*To be done*
Lay out everything from the line containing "[pin] green backpack" down to the final line of the rows below, both included, as a JSON list of strings with one string per line and blank lines omitted.

*Input records*
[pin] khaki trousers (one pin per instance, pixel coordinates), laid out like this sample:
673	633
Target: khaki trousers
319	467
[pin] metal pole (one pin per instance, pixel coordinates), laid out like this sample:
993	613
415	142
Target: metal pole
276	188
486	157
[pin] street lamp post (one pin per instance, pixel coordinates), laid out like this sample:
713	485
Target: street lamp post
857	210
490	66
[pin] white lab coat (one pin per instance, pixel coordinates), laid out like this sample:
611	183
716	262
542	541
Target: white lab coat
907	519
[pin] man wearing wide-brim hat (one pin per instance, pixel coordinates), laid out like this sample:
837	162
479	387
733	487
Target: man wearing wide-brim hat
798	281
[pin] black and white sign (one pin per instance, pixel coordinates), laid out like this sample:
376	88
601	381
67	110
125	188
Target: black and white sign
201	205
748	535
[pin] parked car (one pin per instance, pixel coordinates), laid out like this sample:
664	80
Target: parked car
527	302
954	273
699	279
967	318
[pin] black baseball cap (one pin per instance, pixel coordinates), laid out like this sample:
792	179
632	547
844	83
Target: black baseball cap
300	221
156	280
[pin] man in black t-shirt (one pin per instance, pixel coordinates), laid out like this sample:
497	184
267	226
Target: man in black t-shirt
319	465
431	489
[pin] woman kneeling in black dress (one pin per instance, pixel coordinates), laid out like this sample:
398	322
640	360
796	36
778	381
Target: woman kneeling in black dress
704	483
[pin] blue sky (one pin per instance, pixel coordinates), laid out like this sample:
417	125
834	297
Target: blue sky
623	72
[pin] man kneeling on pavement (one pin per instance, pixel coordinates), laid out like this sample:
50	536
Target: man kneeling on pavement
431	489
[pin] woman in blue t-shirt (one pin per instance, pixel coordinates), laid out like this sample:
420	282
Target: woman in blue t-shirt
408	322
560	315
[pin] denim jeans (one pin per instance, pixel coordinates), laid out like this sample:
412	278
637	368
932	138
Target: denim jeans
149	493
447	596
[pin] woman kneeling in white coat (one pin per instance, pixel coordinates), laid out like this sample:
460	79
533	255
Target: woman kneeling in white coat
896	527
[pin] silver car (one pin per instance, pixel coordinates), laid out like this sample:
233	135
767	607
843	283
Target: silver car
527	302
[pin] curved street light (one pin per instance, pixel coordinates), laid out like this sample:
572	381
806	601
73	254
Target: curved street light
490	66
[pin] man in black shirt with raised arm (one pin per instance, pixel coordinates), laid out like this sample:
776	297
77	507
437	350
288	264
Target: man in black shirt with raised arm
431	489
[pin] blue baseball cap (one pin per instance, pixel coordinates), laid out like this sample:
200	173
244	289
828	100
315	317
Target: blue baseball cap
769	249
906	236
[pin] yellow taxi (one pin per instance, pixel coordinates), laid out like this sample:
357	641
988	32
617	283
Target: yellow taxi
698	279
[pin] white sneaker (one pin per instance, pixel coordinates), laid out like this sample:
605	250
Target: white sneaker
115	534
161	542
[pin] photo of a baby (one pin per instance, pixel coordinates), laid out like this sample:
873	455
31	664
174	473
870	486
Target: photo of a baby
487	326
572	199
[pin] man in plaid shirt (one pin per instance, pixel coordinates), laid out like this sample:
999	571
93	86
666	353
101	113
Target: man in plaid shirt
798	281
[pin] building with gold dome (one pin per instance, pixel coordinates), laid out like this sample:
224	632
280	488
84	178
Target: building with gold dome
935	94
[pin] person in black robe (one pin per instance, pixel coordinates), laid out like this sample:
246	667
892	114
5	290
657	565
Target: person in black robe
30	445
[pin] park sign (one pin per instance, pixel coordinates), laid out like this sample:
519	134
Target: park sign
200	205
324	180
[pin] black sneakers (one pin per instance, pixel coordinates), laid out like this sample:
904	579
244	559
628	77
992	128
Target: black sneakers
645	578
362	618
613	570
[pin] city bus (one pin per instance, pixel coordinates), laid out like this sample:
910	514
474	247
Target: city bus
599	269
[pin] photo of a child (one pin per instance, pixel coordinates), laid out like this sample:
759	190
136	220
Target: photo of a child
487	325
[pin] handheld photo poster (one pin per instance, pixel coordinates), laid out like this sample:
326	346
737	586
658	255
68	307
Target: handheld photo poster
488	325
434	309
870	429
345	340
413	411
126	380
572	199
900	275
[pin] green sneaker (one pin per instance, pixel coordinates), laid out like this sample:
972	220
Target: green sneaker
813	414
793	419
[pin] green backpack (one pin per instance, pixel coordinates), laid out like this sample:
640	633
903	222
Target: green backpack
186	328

*Solution for this task*
[
  "[pin] green backpack (one pin per instance, pixel coordinates), laid out like this sample:",
  "640\t633",
  "903\t222",
  "Target: green backpack",
  "186\t328"
]